Passage:
● ● ● ● ●

Here's my take on why Clear finally failed, after hanging on for long past the time when I thought it could stay in business. It can be summed up in three letters: T-S-A.

1. Clear's main premise -- that its "cleared" members could breeze through special security lanes without having to remove shoes and coats -- collapsed when the TSA, under its former director Kip Hawley, flatly refused to approve key Clear technology, primarily a GE-designed "shoe-scanner" that would have allowed shoes to remain on feet. Hawley told me repeatedly that the machine failed TSA tests. But it was also abundantly clear that Hawley wanted no part of private-enterprise technology, privately operated, as a component of airport security -- despite pressure from Congress that the badly conceived "registered traveler" or "trusted traveler" program was to be a joint federal-private enterprise venture in security. Furthermore, in Congressional hearings on the botched "trusted traveler" program that Clear was an emblem of, Steven Brill, the media entrepreneur who founded the Clear company, simply pissed off Hawley with several unnecessarily harsh statements about the TSA. That was a serious mistake. Hawley never trusted Brill.

● ● ● ● ●

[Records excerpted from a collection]

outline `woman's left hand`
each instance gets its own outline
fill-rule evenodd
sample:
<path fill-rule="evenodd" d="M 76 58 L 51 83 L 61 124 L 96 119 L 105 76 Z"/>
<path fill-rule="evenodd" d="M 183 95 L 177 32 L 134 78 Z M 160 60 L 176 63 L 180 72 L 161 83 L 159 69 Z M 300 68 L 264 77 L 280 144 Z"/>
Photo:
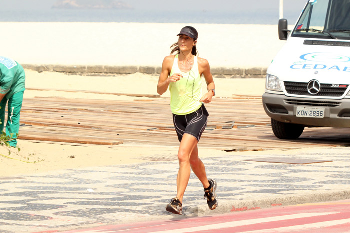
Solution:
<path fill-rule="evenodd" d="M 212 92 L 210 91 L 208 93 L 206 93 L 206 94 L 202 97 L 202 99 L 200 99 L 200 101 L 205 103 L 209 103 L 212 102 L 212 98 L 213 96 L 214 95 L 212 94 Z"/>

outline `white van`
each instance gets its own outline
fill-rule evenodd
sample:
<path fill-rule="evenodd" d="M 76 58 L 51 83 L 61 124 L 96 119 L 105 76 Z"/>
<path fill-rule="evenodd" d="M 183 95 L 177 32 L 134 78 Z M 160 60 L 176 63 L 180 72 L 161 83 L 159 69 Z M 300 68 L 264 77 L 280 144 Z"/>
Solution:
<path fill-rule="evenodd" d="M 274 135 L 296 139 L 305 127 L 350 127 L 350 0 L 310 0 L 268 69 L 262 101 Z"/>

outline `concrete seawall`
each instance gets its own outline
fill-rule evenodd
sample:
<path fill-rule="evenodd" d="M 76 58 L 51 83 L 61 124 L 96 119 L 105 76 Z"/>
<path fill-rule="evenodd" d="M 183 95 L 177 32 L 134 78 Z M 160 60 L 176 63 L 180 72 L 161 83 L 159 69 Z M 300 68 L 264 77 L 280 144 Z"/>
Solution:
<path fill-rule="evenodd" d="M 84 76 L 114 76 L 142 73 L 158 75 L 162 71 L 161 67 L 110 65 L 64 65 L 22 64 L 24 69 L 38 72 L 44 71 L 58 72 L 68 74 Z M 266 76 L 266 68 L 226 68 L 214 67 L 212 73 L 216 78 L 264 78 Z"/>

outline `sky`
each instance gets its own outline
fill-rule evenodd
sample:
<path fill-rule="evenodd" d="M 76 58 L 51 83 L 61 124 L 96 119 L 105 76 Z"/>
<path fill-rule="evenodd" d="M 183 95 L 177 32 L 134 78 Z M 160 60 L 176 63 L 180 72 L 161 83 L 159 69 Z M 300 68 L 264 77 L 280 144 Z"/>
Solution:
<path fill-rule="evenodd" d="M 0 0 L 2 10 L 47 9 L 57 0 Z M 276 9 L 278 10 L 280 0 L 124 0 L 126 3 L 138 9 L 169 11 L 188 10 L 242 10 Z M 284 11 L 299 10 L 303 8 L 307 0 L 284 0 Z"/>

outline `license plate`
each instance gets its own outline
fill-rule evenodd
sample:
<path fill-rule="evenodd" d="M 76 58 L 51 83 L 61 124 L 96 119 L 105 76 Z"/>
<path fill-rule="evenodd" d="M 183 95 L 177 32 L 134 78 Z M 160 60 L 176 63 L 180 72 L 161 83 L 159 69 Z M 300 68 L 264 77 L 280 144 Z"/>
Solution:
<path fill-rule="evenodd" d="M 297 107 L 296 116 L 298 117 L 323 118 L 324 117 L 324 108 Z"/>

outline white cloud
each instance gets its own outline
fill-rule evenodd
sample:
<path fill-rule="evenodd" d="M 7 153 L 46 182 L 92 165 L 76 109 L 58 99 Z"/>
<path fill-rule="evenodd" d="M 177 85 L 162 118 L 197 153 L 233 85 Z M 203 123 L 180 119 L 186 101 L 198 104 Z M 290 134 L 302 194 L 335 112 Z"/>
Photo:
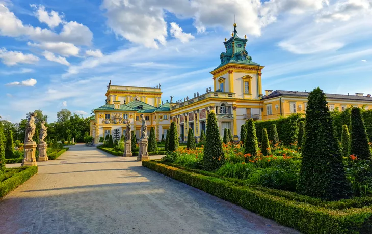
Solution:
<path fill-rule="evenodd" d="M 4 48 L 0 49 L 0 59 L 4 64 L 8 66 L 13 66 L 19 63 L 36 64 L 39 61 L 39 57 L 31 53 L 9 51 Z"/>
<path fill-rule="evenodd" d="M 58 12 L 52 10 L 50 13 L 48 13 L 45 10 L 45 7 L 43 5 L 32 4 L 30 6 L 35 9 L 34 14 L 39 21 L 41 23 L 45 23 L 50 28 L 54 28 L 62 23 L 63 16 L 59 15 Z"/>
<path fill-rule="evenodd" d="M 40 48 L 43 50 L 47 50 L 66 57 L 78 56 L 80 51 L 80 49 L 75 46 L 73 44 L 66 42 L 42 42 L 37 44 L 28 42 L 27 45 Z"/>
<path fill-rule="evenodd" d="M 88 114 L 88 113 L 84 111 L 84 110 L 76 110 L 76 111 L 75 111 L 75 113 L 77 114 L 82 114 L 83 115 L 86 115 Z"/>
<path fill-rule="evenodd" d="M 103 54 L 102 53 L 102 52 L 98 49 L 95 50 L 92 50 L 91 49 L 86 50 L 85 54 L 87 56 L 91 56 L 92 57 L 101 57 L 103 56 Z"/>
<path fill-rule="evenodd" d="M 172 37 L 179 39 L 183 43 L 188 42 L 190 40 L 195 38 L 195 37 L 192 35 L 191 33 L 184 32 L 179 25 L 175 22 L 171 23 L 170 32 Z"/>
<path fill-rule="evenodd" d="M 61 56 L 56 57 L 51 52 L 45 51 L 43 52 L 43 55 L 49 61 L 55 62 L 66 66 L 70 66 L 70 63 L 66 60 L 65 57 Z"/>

● ● ● ● ●

What the task requires: Write out the passage on Clear's failure word for word, starting at "Here's my take" and continuing up to and including "three letters: T-S-A.".

Correct response:
Here's my take on why Clear finally failed, after hanging on for long past the time when I thought it could stay in business. It can be summed up in three letters: T-S-A.